- 任务要求
1. 请返回原文中从“在孟超的《戍卒之变》和《陈涉”起一直到“并且给了这个群体无限的希望。”为止的全部文字,不得改动。
2. 根据原文,“反呀,反呀!”这类词语反复出现在孟超的哪两部作品中?

- 参考原文
从一个人的勇敢到两个阶级的对立,甚至到贯穿整个封建历史的的阶级对立,这不能不说是当时作家开始用新的视角、新的思想、新的观点来重新打量历史事件的结果,不能不说是当时中国思想界受西方马克思主义思想影响的结果。这些思想和主义随着人们的宣传进入了文学作品,又进入了更多的人的心。

二、清醒的农民阶级反抗意识

如果说这些重写文本中的阶级对立反映了人们如何认清社会形势的话,那么作品中共同出现的农民阶级清醒的反抗意识则说明了当时社会形势发展到了箭在弦上,不得不发的地步,而老百姓更有了奋起反抗的行动意识,这在为无产阶级革命进一步营造声势。

在孟超的《戍卒之变》和《陈涉吴广》中,“反呀,反呀!”“反!反!反定了!” “那末只有,只有反了!”这样的词语反复出现,它是一种无法遏制的激情弥漫在大泽乡的九百民戍卒的心中:“……使他们——尤其是这九百多个远戍的屯夫——都明明白白了这样的一种感念,就是不但认为这个的时代——暴虐的秦家天下,快要到了灭亡颠覆的时候,而且已经断定了一个新的时代快要到来……”,“这是一个新的时代的开始,这个时代是奴隶们抬头的时代啊!这个时代是拿锄头的造反的第一次的开展!”。反抗的声音从陈涉那里发出,很快得到群体的共同回应,并且给了这个群体无限的希望。

- 所给资料
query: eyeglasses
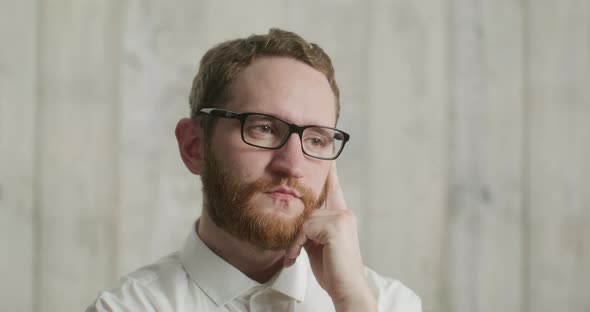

- 正确答案
1.
在孟超的《戍卒之变》和《陈涉吴广》中,“反呀,反呀!”“反!反!反定了!” “那末只有,只有反了!”这样的词语反复出现,它是一种无法遏制的激情弥漫在大泽乡的九百民戍卒的心中:“……使他们——尤其是这九百多个远戍的屯夫——都明明白白了这样的一种感念,就是不但认为这个的时代——暴虐的秦家天下,快要到了灭亡颠覆的时候,而且已经断定了一个新的时代快要到来……”,“这是一个新的时代的开始,这个时代是奴隶们抬头的时代啊!这个时代是拿锄头的造反的第一次的开展!”。反抗的声音从陈涉那里发出,很快得到群体的共同回应,并且给了这个群体无限的希望。

2. 《戍卒之变》和《陈涉吴广》。